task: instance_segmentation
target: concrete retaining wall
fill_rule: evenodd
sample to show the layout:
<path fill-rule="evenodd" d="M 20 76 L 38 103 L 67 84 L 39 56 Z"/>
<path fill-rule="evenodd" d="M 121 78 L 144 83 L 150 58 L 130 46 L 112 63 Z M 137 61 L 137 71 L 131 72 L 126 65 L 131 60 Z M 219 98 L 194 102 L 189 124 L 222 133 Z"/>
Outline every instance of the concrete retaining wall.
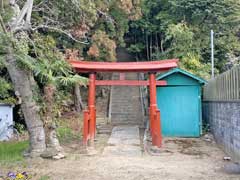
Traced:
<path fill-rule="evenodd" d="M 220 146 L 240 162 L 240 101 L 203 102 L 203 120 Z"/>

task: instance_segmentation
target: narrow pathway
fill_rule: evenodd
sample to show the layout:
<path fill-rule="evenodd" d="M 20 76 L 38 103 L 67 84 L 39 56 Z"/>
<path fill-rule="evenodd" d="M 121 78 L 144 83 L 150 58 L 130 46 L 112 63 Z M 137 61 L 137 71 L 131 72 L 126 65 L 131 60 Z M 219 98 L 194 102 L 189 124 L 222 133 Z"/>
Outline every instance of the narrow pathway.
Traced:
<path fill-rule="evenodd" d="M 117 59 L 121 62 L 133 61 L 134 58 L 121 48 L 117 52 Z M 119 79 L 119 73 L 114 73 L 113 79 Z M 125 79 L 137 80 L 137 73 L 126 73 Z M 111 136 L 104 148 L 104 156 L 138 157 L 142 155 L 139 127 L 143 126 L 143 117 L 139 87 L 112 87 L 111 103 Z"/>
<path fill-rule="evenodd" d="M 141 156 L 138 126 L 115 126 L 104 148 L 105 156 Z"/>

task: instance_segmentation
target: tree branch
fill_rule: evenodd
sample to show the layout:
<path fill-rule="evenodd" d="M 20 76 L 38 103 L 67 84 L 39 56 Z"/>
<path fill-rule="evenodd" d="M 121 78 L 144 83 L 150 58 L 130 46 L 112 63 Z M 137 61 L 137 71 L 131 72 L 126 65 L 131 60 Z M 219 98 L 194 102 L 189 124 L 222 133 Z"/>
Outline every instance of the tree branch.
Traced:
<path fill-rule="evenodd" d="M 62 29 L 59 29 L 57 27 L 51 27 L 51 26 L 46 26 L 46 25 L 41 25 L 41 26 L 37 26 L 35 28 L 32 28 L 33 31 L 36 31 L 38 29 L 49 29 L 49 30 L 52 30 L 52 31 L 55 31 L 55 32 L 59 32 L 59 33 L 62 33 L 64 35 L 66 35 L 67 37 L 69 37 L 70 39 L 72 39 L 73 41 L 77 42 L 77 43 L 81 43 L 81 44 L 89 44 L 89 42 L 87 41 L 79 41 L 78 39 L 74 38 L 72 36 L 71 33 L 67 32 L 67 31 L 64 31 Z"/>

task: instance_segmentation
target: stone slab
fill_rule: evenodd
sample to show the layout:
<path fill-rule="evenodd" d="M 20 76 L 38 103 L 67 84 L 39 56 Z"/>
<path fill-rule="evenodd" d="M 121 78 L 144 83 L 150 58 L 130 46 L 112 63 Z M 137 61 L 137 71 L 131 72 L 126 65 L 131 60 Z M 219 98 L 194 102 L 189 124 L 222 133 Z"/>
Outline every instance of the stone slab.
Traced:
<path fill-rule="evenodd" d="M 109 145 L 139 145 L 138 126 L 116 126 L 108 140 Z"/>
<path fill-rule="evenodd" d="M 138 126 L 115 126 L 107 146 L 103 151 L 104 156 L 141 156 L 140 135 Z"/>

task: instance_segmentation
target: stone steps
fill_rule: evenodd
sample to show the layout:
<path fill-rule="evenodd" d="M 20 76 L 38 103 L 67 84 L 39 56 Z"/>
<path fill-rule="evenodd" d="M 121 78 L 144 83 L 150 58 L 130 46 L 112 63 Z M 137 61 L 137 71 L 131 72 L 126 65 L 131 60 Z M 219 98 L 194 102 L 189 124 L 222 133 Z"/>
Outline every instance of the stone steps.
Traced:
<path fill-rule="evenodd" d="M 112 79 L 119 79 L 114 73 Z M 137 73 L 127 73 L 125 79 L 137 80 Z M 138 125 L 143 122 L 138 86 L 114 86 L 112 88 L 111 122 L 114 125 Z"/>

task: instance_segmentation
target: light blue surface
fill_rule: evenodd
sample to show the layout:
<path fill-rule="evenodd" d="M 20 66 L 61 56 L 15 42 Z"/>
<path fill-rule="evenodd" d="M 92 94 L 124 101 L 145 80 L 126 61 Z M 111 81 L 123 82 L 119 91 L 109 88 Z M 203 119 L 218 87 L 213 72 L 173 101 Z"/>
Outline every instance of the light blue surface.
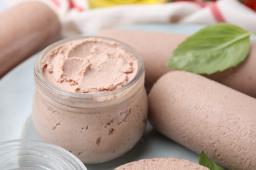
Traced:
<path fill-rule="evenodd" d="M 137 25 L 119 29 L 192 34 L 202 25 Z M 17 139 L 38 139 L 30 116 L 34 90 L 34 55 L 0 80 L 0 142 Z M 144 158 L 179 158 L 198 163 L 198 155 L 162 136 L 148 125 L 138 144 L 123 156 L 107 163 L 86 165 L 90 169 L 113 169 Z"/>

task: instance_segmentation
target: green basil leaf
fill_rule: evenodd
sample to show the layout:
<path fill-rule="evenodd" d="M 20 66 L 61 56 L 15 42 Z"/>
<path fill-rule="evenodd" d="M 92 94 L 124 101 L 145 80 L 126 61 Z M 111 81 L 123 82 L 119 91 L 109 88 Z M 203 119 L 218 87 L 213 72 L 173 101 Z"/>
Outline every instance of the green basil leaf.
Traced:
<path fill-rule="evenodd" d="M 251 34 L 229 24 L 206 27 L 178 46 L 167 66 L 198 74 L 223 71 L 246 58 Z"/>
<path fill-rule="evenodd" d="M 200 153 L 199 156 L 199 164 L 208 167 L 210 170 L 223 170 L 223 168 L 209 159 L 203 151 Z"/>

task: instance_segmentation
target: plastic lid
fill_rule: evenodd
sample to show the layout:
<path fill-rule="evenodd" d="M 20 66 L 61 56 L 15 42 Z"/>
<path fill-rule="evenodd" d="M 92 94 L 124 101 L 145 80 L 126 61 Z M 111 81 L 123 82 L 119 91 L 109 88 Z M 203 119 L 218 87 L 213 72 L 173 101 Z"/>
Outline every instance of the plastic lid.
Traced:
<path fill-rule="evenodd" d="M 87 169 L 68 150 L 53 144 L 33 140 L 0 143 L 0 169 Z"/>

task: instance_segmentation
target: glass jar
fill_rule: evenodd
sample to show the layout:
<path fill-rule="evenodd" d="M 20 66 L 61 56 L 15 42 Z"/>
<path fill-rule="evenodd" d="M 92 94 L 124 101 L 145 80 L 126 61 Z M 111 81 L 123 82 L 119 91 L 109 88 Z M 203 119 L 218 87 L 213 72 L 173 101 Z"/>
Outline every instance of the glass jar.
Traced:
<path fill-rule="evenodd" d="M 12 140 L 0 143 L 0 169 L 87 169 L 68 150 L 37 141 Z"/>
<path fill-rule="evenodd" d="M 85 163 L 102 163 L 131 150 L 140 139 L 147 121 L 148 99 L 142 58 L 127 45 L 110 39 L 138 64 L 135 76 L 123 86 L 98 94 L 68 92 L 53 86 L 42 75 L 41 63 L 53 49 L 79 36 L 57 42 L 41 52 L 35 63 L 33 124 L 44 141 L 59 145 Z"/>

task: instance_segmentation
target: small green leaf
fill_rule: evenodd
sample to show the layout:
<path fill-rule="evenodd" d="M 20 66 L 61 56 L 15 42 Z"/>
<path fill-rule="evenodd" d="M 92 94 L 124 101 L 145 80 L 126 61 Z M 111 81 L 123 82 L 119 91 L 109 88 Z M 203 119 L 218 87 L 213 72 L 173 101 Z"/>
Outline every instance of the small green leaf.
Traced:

EXERCISE DIRECTIONS:
Render everything from the start of the rows down to and including the line containing "220 146 L 240" as a two-column CSV headed input and output. Put each row's text in one quoted input field and its traced path in one quoted output field, turn line breaks into spaces, and leave the pictures out.

SOLUTION FOR THIS TASK:
input,output
"task: instance_segmentation target: concrete retaining wall fill_rule: evenodd sample to show the layout: <path fill-rule=""evenodd"" d=""M 20 76 L 38 103 L 67 84 L 39 56 Z""/> <path fill-rule=""evenodd"" d=""M 121 78 L 144 83 L 150 58 L 130 46 L 112 63 Z M 137 61 L 137 71 L 131 72 L 126 65 L 131 60 Z M 219 98 L 194 102 L 189 124 L 222 133 Z""/> Outline every instance of the concrete retaining wall. Traced:","<path fill-rule=""evenodd"" d=""M 220 146 L 240 162 L 240 101 L 203 102 L 203 120 Z""/>"